■ Your assignment ■
Among the entries below, find each line holding "screen" and return it.

Image-grounded pointing data
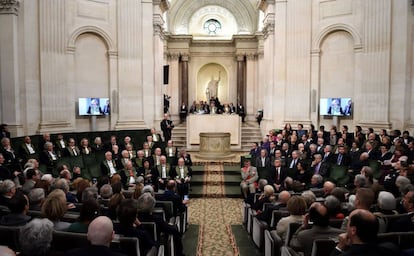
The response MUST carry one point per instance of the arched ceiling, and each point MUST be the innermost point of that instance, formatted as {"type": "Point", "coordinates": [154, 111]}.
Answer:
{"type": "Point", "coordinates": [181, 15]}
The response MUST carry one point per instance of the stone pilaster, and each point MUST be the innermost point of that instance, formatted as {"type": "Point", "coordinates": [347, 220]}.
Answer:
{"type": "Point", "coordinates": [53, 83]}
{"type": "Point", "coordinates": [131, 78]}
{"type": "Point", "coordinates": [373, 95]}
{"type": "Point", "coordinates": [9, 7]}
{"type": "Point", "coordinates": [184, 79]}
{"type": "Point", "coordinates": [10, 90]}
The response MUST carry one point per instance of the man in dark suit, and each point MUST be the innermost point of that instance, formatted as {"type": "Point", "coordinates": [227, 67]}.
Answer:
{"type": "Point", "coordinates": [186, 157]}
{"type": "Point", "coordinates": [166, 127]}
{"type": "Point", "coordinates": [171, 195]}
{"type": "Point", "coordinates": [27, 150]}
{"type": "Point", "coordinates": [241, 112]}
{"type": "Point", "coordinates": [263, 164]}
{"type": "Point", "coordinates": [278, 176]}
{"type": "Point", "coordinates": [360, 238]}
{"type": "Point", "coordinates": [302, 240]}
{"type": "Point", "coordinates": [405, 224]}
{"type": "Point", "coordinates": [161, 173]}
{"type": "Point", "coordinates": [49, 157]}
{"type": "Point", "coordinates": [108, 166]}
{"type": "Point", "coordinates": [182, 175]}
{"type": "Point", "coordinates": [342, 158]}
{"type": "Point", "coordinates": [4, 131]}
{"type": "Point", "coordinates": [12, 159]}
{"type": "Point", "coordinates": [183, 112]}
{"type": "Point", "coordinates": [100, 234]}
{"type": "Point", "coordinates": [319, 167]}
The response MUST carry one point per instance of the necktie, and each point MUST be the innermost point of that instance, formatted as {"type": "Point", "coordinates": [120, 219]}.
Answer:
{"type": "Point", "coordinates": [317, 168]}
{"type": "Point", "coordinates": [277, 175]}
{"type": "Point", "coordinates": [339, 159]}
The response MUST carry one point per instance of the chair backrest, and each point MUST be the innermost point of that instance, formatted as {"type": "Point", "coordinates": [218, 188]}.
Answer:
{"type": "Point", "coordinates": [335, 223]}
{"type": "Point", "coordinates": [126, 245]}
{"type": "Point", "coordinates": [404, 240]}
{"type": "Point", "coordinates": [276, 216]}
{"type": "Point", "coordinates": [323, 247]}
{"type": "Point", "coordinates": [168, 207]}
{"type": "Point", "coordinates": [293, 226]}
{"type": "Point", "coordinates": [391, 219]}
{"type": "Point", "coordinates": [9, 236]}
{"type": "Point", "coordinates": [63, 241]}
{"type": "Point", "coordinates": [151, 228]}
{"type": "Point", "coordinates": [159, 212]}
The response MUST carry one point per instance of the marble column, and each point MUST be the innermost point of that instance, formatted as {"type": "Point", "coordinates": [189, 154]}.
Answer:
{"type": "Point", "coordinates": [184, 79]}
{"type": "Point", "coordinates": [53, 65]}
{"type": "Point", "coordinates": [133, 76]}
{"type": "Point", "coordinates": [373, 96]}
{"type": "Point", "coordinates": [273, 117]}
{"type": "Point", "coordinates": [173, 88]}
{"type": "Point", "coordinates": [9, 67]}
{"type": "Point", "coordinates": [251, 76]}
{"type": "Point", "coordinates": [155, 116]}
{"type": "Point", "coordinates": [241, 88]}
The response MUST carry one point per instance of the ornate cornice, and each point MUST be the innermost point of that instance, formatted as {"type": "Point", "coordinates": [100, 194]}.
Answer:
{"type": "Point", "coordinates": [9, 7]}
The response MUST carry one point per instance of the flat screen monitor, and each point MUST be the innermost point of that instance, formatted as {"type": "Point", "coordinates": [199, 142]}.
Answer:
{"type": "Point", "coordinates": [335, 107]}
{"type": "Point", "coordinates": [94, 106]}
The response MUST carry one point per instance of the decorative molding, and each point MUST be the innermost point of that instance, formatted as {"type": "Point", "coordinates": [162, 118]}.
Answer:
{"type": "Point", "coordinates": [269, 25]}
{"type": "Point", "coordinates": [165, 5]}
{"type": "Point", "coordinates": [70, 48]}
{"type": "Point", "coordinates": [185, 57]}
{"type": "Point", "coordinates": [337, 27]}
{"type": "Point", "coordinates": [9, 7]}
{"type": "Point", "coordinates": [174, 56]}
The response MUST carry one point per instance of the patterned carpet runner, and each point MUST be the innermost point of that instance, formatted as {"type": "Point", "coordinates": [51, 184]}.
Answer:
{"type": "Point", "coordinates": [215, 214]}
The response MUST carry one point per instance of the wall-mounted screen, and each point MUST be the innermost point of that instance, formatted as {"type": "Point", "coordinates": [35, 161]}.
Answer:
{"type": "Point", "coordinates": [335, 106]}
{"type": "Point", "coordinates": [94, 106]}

■ Result of the exercise ■
The response MUST carry one point per instance of the flat screen monitor, and each point MUST be the innermost point of that instance, formatted as {"type": "Point", "coordinates": [199, 142]}.
The response MUST carry one point per instance of the wall-mounted screen, and each point MUST be the innermost point of that instance, formatted as {"type": "Point", "coordinates": [35, 161]}.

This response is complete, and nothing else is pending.